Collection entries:
>> START
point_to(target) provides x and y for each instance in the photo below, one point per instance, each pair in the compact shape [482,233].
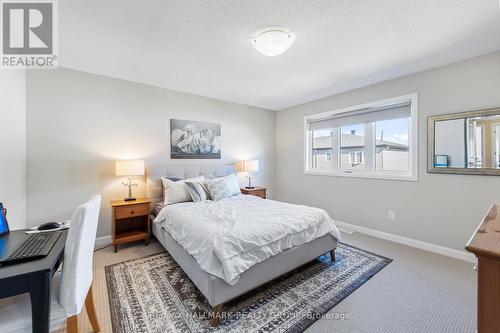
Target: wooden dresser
[485,244]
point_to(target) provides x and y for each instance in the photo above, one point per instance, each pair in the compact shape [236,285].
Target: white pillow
[176,191]
[217,188]
[232,184]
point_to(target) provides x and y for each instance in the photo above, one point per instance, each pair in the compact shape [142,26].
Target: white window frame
[410,175]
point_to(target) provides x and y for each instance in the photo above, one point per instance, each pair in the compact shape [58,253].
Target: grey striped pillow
[197,191]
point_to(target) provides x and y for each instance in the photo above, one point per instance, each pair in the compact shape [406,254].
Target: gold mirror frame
[431,120]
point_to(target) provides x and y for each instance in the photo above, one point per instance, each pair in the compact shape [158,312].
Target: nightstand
[257,191]
[130,221]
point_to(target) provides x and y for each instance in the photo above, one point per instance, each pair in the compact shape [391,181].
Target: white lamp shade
[129,168]
[250,166]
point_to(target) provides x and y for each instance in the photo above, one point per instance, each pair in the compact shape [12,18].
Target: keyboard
[34,247]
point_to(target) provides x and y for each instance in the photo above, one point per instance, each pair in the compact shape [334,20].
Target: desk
[34,277]
[485,244]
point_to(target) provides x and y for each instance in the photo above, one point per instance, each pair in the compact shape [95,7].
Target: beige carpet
[418,292]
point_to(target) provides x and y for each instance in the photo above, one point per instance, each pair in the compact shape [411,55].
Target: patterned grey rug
[152,294]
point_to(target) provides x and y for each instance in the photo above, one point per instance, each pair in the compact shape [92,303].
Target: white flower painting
[195,140]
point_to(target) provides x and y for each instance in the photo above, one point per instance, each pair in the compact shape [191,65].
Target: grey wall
[440,209]
[12,146]
[79,123]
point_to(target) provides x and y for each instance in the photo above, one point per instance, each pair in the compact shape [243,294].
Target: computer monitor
[4,225]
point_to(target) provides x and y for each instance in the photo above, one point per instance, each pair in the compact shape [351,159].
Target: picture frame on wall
[194,140]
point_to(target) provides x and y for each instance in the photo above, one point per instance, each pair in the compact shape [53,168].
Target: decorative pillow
[232,184]
[217,189]
[197,191]
[175,192]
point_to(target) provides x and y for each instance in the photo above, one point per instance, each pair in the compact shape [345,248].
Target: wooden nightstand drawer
[126,212]
[130,221]
[258,192]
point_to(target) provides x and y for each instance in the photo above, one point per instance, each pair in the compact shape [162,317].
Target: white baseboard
[102,241]
[462,255]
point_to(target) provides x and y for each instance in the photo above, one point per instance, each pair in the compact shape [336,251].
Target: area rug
[153,294]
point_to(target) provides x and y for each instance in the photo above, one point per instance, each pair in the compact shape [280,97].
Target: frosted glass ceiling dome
[273,41]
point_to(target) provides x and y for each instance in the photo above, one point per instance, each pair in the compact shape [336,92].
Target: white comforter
[229,236]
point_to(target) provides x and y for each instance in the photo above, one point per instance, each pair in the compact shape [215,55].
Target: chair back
[78,254]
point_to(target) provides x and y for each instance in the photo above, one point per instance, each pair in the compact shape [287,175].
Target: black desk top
[8,241]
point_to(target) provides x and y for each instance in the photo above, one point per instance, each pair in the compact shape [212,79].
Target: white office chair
[71,289]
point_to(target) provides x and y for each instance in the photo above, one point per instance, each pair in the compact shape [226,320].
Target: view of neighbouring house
[389,155]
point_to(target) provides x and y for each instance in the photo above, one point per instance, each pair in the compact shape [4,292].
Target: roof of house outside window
[353,141]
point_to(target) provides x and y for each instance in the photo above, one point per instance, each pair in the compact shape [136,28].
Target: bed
[219,288]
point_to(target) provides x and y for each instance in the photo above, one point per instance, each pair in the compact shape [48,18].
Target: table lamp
[250,166]
[130,169]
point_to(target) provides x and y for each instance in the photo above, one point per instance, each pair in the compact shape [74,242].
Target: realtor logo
[28,34]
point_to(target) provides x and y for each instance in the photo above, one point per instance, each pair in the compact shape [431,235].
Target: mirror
[465,143]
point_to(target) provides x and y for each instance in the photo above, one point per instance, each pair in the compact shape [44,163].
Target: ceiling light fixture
[273,41]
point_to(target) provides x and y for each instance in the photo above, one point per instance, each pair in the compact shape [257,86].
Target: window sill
[409,178]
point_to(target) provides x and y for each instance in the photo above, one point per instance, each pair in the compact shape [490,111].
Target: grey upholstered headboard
[156,172]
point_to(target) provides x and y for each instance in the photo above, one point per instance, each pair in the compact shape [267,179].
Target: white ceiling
[202,46]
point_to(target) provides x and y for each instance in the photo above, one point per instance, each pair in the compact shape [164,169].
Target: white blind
[363,116]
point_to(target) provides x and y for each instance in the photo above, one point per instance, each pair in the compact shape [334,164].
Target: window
[375,140]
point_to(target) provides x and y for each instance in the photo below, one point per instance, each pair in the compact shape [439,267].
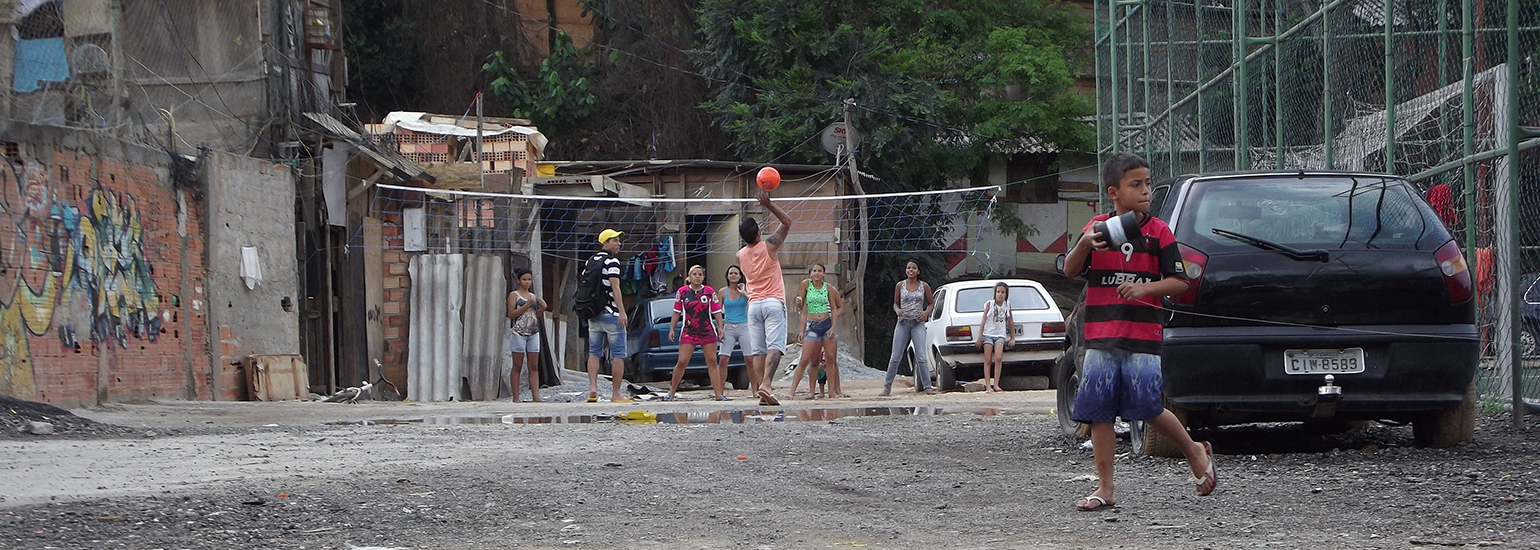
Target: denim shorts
[1117,382]
[524,344]
[735,335]
[766,325]
[820,330]
[602,327]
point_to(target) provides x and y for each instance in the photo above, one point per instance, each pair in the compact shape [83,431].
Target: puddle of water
[719,416]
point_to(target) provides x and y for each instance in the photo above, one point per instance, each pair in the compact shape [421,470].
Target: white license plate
[1346,361]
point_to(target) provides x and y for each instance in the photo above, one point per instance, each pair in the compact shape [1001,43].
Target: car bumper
[1035,352]
[1238,370]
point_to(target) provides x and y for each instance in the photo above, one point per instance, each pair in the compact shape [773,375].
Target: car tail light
[1192,264]
[1457,275]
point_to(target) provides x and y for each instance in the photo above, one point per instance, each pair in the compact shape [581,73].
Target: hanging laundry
[667,253]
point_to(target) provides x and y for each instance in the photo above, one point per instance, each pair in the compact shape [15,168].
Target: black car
[653,355]
[1315,296]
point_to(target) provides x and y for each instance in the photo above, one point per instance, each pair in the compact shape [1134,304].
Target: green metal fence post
[1277,82]
[1389,87]
[1468,124]
[1171,80]
[1095,26]
[1203,140]
[1514,304]
[1328,130]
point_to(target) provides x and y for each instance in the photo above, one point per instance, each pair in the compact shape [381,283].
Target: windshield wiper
[1294,253]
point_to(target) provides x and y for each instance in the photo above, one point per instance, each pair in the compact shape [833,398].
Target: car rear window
[1314,213]
[1021,298]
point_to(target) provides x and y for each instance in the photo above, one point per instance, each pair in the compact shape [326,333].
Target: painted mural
[71,261]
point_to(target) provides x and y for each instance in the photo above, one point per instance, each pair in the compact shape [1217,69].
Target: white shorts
[766,327]
[735,335]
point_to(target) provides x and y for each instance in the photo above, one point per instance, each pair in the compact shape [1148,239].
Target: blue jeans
[906,333]
[766,327]
[602,327]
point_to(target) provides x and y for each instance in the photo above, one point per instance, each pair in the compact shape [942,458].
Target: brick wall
[393,311]
[96,299]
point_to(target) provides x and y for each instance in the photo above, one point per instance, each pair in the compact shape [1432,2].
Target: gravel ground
[940,478]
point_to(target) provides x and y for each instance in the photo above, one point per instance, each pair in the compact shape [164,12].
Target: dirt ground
[961,470]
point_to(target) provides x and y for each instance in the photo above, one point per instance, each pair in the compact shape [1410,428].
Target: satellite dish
[835,137]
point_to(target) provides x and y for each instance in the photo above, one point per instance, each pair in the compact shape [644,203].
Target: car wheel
[946,378]
[1067,378]
[1448,427]
[738,378]
[1151,442]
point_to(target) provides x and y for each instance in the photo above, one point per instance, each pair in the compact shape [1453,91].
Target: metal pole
[860,279]
[1389,87]
[481,154]
[1144,20]
[1242,154]
[1286,34]
[1468,124]
[1112,60]
[1514,304]
[1443,74]
[1171,62]
[1328,128]
[1095,25]
[1277,83]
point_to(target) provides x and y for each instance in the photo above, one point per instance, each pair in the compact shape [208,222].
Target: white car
[952,332]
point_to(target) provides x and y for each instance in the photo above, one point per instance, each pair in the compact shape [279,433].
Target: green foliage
[941,87]
[382,62]
[558,97]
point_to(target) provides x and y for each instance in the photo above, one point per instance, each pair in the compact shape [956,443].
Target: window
[1021,298]
[1308,213]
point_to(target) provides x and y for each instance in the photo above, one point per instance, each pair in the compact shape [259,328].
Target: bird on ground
[350,395]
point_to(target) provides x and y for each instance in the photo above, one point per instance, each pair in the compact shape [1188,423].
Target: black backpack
[590,299]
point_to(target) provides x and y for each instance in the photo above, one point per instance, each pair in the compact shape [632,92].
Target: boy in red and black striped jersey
[1123,288]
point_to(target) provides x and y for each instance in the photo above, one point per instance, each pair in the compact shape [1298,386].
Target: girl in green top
[820,304]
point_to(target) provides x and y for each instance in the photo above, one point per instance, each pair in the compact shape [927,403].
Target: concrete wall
[251,204]
[100,273]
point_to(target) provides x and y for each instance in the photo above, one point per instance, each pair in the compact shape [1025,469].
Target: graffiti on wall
[71,261]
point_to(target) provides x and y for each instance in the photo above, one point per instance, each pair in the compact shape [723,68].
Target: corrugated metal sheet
[485,325]
[433,350]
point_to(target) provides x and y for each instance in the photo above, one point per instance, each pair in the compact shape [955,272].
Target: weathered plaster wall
[100,271]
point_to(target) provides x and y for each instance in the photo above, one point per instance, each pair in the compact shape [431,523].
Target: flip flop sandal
[1209,475]
[1100,503]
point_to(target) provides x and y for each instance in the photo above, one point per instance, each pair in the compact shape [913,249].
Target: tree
[558,97]
[940,87]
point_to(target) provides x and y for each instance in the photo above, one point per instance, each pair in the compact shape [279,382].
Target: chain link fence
[1442,91]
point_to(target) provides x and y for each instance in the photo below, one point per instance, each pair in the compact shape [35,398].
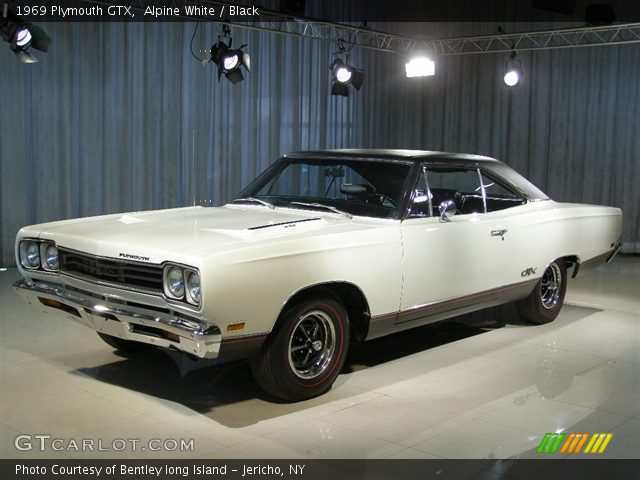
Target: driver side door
[451,260]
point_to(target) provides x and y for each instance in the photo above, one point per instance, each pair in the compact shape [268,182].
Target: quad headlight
[193,287]
[30,254]
[39,255]
[49,257]
[181,283]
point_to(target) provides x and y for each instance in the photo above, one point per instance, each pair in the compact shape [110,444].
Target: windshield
[357,187]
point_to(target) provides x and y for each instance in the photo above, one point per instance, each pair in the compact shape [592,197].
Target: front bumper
[123,320]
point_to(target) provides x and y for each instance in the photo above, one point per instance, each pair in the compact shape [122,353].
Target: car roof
[394,154]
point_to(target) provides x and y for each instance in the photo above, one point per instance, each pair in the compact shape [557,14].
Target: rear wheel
[124,345]
[305,352]
[545,301]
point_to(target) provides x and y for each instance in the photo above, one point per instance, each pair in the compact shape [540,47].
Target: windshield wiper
[320,205]
[255,200]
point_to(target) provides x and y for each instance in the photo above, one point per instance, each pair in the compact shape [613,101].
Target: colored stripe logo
[574,443]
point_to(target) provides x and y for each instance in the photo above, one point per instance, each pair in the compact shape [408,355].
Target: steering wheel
[386,200]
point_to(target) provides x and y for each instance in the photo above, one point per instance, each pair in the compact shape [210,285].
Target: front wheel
[305,352]
[545,301]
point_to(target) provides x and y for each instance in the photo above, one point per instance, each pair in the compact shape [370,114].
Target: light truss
[363,37]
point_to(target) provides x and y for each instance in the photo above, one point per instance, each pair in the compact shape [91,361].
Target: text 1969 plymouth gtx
[321,248]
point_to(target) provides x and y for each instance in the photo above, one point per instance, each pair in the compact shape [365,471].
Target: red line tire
[545,301]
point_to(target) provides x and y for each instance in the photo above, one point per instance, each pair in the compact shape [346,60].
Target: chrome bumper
[122,320]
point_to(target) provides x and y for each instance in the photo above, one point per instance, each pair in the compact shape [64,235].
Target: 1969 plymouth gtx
[321,248]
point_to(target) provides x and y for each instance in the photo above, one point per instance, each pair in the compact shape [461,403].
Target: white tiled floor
[480,386]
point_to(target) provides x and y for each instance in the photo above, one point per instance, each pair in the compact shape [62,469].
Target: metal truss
[363,37]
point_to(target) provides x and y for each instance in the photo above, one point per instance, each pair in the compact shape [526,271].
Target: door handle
[498,233]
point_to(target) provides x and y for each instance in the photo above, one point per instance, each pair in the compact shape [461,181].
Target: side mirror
[447,210]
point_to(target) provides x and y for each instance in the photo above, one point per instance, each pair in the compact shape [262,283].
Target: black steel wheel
[305,352]
[545,301]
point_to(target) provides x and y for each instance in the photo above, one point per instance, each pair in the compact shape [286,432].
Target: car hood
[175,234]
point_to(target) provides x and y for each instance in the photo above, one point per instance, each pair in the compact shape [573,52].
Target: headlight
[174,282]
[193,287]
[50,257]
[30,254]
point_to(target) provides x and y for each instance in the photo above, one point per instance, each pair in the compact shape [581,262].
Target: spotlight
[22,36]
[229,60]
[512,72]
[420,67]
[343,76]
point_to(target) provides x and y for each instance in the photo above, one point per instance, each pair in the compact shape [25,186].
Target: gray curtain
[571,126]
[121,117]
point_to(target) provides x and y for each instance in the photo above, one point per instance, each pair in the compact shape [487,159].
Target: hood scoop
[283,224]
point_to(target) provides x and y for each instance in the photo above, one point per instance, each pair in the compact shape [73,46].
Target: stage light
[22,36]
[229,60]
[512,72]
[420,67]
[343,76]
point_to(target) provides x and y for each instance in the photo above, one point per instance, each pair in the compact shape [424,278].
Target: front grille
[132,275]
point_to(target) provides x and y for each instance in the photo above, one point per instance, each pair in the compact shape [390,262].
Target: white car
[321,248]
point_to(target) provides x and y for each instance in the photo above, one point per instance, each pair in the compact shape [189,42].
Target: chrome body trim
[119,319]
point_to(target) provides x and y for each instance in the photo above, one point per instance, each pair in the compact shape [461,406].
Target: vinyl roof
[396,154]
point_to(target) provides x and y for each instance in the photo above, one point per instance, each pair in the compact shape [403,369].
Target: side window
[460,185]
[498,196]
[420,198]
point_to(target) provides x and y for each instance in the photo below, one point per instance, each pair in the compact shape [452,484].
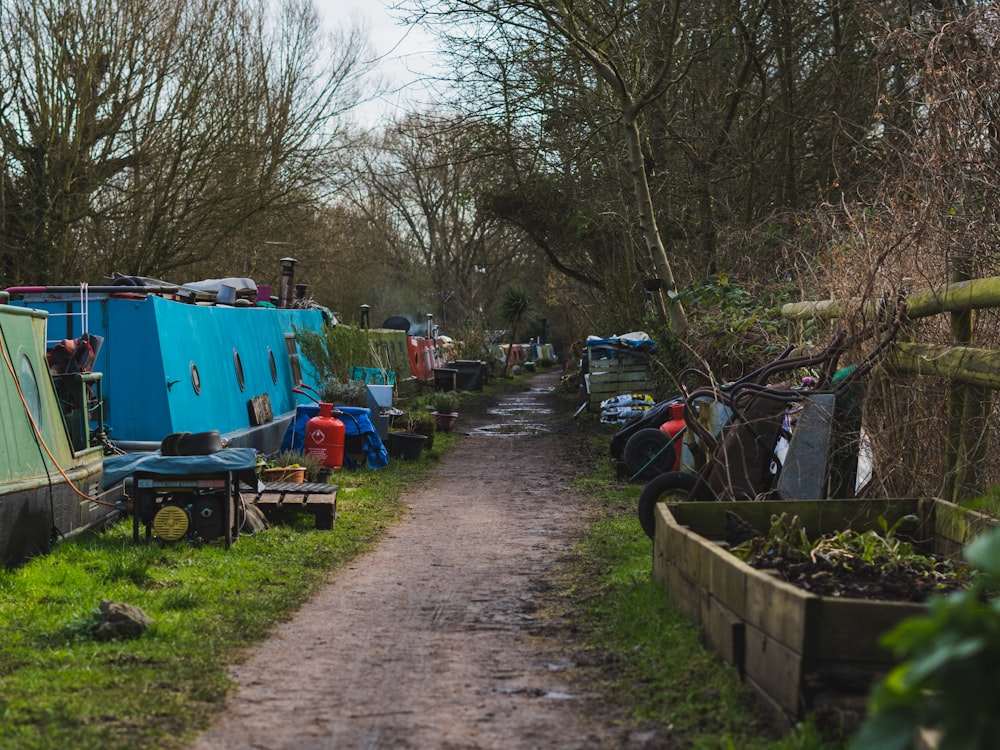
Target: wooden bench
[303,497]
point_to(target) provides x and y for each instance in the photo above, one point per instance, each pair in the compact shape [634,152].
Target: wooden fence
[973,373]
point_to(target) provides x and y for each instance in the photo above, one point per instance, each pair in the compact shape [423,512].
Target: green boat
[50,474]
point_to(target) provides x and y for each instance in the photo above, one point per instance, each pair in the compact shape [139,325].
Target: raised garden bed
[800,651]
>> END
• _REQUEST_
Output only the lines from the one that contains "compact shape [390,262]." to the end of the entries above, both end lines included, and drop the pictures.

• _SOLUTION_
point_to(target) provides x and y for each instance in the photo above, one point per instance, each pair in the compact shape [390,262].
Target: white car
[321,248]
point_to(target) provides x and y for each instance in the photo above, one point per instance, each pair in the compact shape [189,42].
Target: chrome body trim
[119,319]
point_to(target) provides x and y for each instance in the photo above, one point per instance, each pair in the compact shape [461,406].
Target: vinyl roof
[396,154]
point_to(target) provides x and y for each instance in the photo above, one point per instance, each pair in the compact shape [403,369].
Target: side window
[460,185]
[498,196]
[420,198]
point_to(target) provides x and y for each instance in the photo below, one point per instance, each pair in the compact shape [452,484].
Target: wooden bench
[303,497]
point_to(target) provides x and y for each instance in the photo above, one point per instance, each pair in the compact shape [634,152].
Target: wooden fence
[973,373]
point_to(target) provides x and y for each instance in the photo above, one point per instance, each pair in the compact shape [423,512].
Target: green boat
[50,474]
point_to(target) provides x and y for each instance in the photo above, one point per instance, each pair in the compact shape [139,325].
Target: raised garden bed
[800,651]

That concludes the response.